[Task directions] Copy the listing verbatim, excluding any images found in it.

[Data in this exercise]
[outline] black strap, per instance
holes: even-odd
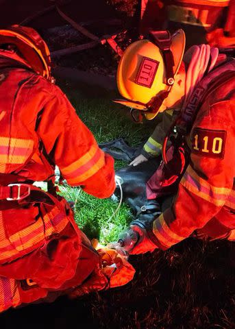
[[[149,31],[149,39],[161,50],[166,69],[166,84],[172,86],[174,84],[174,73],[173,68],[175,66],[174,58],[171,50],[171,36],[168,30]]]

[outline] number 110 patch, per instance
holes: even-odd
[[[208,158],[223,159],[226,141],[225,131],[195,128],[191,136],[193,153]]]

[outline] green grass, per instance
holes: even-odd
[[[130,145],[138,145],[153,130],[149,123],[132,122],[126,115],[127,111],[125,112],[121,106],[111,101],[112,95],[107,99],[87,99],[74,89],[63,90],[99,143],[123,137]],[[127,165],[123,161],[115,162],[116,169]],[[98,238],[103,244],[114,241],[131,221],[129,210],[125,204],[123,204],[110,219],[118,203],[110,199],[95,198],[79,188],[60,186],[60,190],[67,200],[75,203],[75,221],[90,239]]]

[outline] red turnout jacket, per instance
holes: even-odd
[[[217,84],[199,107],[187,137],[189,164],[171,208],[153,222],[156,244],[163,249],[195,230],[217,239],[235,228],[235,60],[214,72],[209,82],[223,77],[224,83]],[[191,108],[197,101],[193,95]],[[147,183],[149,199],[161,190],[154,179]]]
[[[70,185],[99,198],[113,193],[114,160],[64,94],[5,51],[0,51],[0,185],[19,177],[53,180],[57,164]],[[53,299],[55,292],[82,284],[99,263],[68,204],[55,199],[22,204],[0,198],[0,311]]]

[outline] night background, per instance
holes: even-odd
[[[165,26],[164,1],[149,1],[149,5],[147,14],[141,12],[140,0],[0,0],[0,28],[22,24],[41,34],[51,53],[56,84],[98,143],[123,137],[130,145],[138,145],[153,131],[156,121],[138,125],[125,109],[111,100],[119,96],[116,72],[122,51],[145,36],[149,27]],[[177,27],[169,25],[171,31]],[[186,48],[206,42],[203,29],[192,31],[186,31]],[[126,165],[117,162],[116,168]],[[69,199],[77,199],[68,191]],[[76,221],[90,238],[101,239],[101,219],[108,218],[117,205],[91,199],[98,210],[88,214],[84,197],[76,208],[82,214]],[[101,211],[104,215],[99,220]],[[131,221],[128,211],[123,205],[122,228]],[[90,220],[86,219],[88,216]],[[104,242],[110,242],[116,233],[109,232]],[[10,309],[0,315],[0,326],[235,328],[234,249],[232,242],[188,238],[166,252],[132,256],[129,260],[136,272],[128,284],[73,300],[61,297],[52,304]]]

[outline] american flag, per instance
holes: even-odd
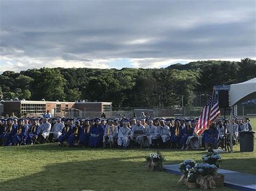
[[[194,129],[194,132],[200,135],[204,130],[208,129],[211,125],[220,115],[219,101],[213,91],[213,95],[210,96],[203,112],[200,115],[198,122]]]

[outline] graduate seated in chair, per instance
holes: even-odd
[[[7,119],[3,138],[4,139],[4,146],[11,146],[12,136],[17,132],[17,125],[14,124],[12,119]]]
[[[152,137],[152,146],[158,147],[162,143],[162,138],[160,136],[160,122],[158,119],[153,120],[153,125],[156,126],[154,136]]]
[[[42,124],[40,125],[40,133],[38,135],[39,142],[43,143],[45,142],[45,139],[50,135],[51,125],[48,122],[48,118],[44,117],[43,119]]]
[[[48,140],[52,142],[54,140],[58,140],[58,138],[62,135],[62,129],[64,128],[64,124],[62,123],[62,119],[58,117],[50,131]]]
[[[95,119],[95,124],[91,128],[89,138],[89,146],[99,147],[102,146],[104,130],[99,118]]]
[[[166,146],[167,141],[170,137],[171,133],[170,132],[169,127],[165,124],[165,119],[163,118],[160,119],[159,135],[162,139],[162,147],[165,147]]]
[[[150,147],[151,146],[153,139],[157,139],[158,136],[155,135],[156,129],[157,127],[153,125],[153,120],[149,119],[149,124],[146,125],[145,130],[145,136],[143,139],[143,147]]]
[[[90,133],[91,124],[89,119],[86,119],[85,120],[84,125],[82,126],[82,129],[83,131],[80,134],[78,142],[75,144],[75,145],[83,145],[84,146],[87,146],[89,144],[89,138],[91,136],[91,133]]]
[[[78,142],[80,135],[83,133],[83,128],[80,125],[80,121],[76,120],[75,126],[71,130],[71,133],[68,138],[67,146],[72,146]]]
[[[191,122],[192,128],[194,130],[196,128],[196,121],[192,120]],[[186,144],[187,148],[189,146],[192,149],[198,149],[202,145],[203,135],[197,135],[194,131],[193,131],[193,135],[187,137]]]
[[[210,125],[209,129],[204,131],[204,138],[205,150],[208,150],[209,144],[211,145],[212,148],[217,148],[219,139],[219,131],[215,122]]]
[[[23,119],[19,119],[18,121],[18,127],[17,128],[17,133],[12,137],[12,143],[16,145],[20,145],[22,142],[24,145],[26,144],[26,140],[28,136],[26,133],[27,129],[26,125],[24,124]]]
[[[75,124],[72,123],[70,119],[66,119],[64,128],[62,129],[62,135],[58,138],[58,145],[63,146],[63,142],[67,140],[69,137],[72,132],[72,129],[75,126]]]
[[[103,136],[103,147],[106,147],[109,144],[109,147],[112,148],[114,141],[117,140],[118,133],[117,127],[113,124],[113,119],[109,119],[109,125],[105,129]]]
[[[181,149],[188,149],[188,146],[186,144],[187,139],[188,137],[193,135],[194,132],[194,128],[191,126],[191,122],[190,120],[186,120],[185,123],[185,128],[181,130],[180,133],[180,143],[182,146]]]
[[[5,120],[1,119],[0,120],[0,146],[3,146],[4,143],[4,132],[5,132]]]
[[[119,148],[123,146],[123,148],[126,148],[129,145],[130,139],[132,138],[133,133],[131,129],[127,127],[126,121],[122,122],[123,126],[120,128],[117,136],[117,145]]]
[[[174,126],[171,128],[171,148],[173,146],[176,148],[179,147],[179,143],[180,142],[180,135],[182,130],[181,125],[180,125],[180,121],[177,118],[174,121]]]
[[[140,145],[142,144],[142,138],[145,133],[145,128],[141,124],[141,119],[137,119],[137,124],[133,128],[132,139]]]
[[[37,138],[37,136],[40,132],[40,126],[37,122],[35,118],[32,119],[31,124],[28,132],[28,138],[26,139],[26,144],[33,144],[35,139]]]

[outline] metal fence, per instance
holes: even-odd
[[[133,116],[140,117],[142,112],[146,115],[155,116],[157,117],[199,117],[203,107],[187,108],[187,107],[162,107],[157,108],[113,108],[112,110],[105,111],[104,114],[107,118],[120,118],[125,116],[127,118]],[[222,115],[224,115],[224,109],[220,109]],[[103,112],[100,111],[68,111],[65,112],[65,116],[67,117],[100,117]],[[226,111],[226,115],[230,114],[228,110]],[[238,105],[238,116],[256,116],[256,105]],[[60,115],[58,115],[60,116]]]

[Worked answer]
[outline] black strap, per instance
holes: even-odd
[[[149,31],[149,39],[161,50],[166,69],[166,84],[172,86],[174,84],[174,73],[173,68],[175,66],[174,58],[171,50],[171,36],[168,30]]]

[outline] number 110 patch, per instance
holes: even-odd
[[[208,158],[223,159],[226,141],[225,131],[195,128],[191,136],[193,153]]]

[outline] green grass, per instance
holes: even-odd
[[[130,145],[138,145],[153,130],[149,123],[132,122],[126,115],[127,111],[125,112],[121,106],[111,101],[112,95],[107,99],[87,99],[74,89],[63,90],[99,143],[123,137]],[[127,165],[123,161],[115,162],[116,169]],[[98,238],[103,244],[114,241],[131,221],[129,210],[125,204],[123,204],[110,219],[118,203],[110,199],[95,198],[79,188],[60,186],[60,190],[67,200],[75,203],[75,221],[90,239]]]

[outline] red turnout jacket, per instance
holes: even-odd
[[[217,84],[199,107],[187,137],[189,164],[171,208],[153,222],[156,244],[163,249],[195,230],[217,239],[235,228],[235,60],[214,72],[209,82],[223,77],[224,83]],[[191,108],[197,101],[193,95]],[[147,183],[149,199],[161,190],[154,179]]]
[[[70,185],[99,198],[113,193],[114,160],[64,94],[5,51],[0,51],[0,185],[19,177],[53,180],[57,164]],[[53,299],[55,292],[82,284],[99,263],[68,204],[55,199],[22,204],[0,198],[0,311]]]

[outline] night background, per instance
holes: even-odd
[[[165,26],[164,1],[149,1],[149,5],[147,14],[141,12],[140,0],[0,0],[0,28],[22,24],[41,34],[51,53],[56,84],[98,143],[123,137],[130,145],[138,145],[153,131],[156,121],[138,125],[125,109],[111,100],[119,96],[116,72],[122,51],[145,36],[149,27]],[[177,27],[169,25],[171,31]],[[186,48],[206,42],[203,29],[192,31],[186,31]],[[126,165],[117,162],[116,168]],[[69,199],[77,199],[68,191]],[[76,221],[90,238],[101,239],[101,219],[108,218],[117,205],[91,199],[98,210],[88,214],[84,197],[76,208],[82,214]],[[101,211],[104,215],[99,220]],[[131,221],[128,211],[123,205],[122,228]],[[90,220],[86,219],[88,216]],[[104,242],[110,242],[116,233],[109,232]],[[10,309],[0,315],[0,326],[235,328],[234,249],[232,242],[188,238],[166,252],[132,256],[129,260],[136,272],[128,284],[73,300],[61,297],[52,304]]]

[outline] american flag, per instance
holes: even-odd
[[[194,129],[194,132],[200,135],[204,130],[208,129],[211,125],[220,115],[219,101],[213,91],[213,95],[210,96],[203,112],[200,115],[198,122]]]

[outline] graduate seated in chair, per instance
holes: even-odd
[[[7,119],[3,138],[4,139],[4,146],[11,146],[12,136],[17,132],[17,125],[14,124],[12,119]]]
[[[152,137],[152,146],[158,147],[162,143],[162,138],[160,136],[160,122],[158,119],[153,120],[153,125],[156,126],[154,136]]]
[[[42,124],[40,125],[40,133],[38,135],[39,142],[43,143],[45,142],[45,139],[50,135],[51,125],[48,122],[48,118],[44,117],[43,119]]]
[[[48,140],[52,142],[54,140],[58,140],[58,138],[62,135],[62,129],[64,128],[64,124],[62,123],[62,119],[58,117],[50,131]]]
[[[95,119],[95,124],[91,128],[89,138],[89,146],[99,147],[102,146],[104,130],[99,118]]]
[[[166,146],[167,141],[170,137],[171,133],[170,132],[169,127],[165,124],[165,119],[163,118],[160,119],[159,135],[162,139],[162,147],[165,147]]]
[[[150,147],[151,146],[153,139],[157,139],[158,136],[155,135],[156,129],[157,127],[153,125],[153,120],[149,119],[149,124],[146,125],[145,130],[145,136],[143,139],[143,147]]]
[[[90,133],[91,124],[89,119],[86,119],[85,120],[84,125],[82,126],[82,129],[83,131],[80,134],[78,142],[75,144],[75,145],[83,145],[84,146],[87,146],[89,144],[89,138],[91,136],[91,133]]]
[[[78,142],[80,135],[83,133],[83,128],[80,125],[80,121],[76,120],[75,126],[71,130],[71,133],[68,138],[67,146],[72,146]]]
[[[191,122],[192,128],[194,130],[196,128],[196,121],[192,120]],[[186,144],[187,148],[189,146],[192,149],[198,149],[202,145],[203,135],[197,135],[194,131],[193,131],[193,135],[187,137]]]
[[[210,125],[209,129],[204,131],[204,138],[205,150],[208,150],[209,144],[211,145],[212,148],[217,148],[219,139],[219,131],[215,122]]]
[[[23,119],[19,119],[18,121],[18,127],[17,128],[17,133],[12,137],[12,143],[16,145],[20,145],[22,142],[24,145],[26,144],[26,140],[28,136],[26,133],[27,129],[26,125],[24,124]]]
[[[75,124],[72,123],[70,119],[66,119],[64,128],[62,129],[62,135],[58,138],[58,145],[63,146],[63,142],[67,140],[69,137],[72,132],[72,129],[75,126]]]
[[[103,136],[103,147],[106,147],[109,144],[109,147],[112,148],[114,141],[117,140],[118,133],[117,127],[113,124],[113,119],[109,119],[109,125],[105,129]]]
[[[181,149],[188,149],[188,146],[186,144],[187,139],[188,137],[193,135],[194,132],[194,128],[191,126],[191,122],[190,120],[186,120],[185,123],[185,128],[181,130],[180,133],[180,143],[182,146]]]
[[[5,120],[1,119],[0,120],[0,146],[3,146],[4,143],[4,132],[5,132]]]
[[[119,148],[123,146],[123,148],[126,148],[129,145],[130,139],[132,138],[133,133],[131,129],[127,127],[126,121],[122,122],[123,126],[120,128],[117,136],[117,145]]]
[[[174,126],[171,128],[171,148],[173,146],[176,148],[179,147],[179,143],[180,142],[180,135],[182,130],[181,125],[180,125],[180,121],[177,118],[174,121]]]
[[[140,145],[142,144],[142,138],[145,133],[145,128],[141,124],[141,119],[137,119],[137,124],[133,128],[132,139]]]
[[[37,138],[37,136],[40,132],[40,126],[37,122],[35,118],[32,119],[31,124],[28,132],[28,138],[26,139],[26,144],[33,144],[35,139]]]

[outline] metal fence, per instance
holes: even-odd
[[[133,116],[140,117],[142,112],[146,115],[155,116],[157,117],[199,117],[203,107],[187,108],[187,107],[162,107],[157,108],[113,108],[112,110],[105,111],[104,114],[107,118],[120,118],[125,116],[127,118]],[[222,115],[224,115],[224,109],[220,109]],[[103,112],[100,111],[68,111],[65,112],[65,116],[67,117],[100,117]],[[226,111],[226,115],[230,114],[228,110]],[[238,105],[238,116],[256,116],[256,105]],[[60,115],[58,115],[60,116]]]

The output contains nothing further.